## RECORDS FOR THE TASK
═══
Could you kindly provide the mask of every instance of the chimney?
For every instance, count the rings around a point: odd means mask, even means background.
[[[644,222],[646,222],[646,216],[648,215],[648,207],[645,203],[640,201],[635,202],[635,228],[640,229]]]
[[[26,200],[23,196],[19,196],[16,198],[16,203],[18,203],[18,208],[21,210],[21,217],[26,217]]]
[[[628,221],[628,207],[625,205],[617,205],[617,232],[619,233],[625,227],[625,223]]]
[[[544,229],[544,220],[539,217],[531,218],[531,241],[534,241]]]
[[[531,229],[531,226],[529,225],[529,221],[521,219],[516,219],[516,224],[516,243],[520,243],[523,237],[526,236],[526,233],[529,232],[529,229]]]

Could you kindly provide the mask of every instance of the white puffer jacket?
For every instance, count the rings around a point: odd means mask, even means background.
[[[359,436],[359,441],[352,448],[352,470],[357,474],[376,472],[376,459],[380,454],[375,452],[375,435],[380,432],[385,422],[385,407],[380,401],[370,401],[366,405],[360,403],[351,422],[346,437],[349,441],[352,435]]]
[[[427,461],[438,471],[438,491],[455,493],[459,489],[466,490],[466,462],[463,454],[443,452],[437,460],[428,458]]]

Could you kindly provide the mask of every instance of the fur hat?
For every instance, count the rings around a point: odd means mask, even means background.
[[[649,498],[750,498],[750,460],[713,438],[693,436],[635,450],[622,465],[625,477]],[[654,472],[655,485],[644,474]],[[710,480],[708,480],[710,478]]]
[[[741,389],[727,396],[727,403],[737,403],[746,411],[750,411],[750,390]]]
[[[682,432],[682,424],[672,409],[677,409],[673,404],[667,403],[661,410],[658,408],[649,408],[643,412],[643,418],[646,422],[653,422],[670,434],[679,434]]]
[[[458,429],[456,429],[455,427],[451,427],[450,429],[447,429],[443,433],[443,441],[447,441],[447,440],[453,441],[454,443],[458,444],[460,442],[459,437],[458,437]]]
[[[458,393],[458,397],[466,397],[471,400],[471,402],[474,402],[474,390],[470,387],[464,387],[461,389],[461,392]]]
═══
## REQUEST
Quote all of the records above word for word.

## WRITTEN REPLY
Could you kindly provide the mask of every instance of the chimney?
For every instance, count the rings around a point: odd means mask, even means background.
[[[644,222],[646,222],[646,216],[648,215],[648,207],[645,203],[640,201],[635,202],[635,228],[640,229]]]
[[[26,200],[23,196],[19,196],[16,198],[16,203],[18,203],[18,208],[21,210],[21,217],[26,217]]]
[[[628,221],[628,207],[625,205],[617,205],[617,232],[619,233],[625,227],[625,223]]]
[[[544,229],[544,220],[539,217],[531,218],[531,241],[534,241]]]
[[[531,229],[531,226],[529,225],[529,221],[521,219],[516,219],[516,224],[516,243],[520,243],[523,237],[526,236],[526,233],[529,232],[529,229]]]

Could you kindly provide the mask of every instance of the white puffer jacket?
For every instance, count the rings around a point: odd means mask, even means background.
[[[359,436],[359,441],[352,448],[352,470],[357,474],[376,472],[376,459],[380,454],[375,452],[375,435],[380,432],[385,422],[385,407],[380,401],[370,401],[366,405],[360,403],[351,422],[346,437],[349,441],[352,435]]]
[[[427,461],[438,471],[438,491],[455,493],[459,489],[466,490],[466,462],[463,454],[443,452],[437,460],[428,458]]]

Could you kindly provide the mask of every instance of the fur hat?
For every instance, count the rings around a point: odd means mask, even means background.
[[[649,498],[750,498],[750,460],[713,438],[693,436],[635,450],[622,465],[625,477]],[[654,472],[655,485],[644,474]],[[710,480],[708,480],[710,478]]]
[[[741,389],[727,396],[727,403],[737,403],[746,411],[750,411],[750,390]]]
[[[682,432],[682,424],[672,409],[677,409],[673,404],[667,403],[661,410],[658,408],[649,408],[643,412],[643,418],[646,422],[653,422],[670,434],[679,434]]]
[[[458,429],[456,429],[455,427],[451,427],[450,429],[447,429],[443,433],[443,441],[447,441],[447,440],[453,441],[454,443],[458,444],[460,442],[459,437],[458,437]]]
[[[458,393],[458,397],[466,397],[471,400],[471,402],[474,402],[474,390],[470,387],[464,387],[461,389],[461,392]]]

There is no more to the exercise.